───── GIVEN DATA ─────

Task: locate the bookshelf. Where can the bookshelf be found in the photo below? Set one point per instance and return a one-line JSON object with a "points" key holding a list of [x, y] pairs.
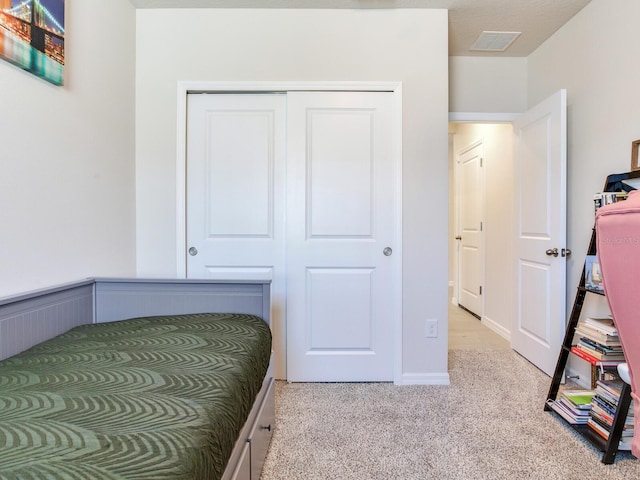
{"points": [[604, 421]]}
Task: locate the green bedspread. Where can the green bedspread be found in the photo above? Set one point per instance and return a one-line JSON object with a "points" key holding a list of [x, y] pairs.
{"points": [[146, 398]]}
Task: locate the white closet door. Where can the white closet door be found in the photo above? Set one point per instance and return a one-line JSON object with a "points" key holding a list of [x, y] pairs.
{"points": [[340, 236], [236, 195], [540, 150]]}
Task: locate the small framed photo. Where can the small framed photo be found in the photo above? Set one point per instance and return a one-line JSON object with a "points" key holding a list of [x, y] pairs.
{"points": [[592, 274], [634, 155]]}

─────

*WHAT IS NEEDED:*
Copy every entry word for word, but omit the pictures.

*REPLY TO THE TASK:*
Task: locate the bookshelf. Where can the bookshelf be found in the photo below? Set one point per instance and return a one-line JSON object with a "points" key holding a list of [x, y] pairs.
{"points": [[604, 421]]}
Task: locate the green bedspread. Where can the green bedspread be found in the photo above? Set one point per instance and return a one-line JSON object with a "points" key holding a list of [x, y] pairs.
{"points": [[146, 398]]}
Task: locate the white closet door. Where can the white closet door be found in the photo above? Set one point per instance and return a one-line JSON object with a "points" key holding a list of [x, y] pairs.
{"points": [[340, 236], [236, 195], [540, 150]]}
Task: locate the small framed photo. Where can the small framed photo be found in the photo above? Set one point per instance and return a one-line JSON object with a "points" key holding a list of [x, y] pairs.
{"points": [[592, 274], [634, 155]]}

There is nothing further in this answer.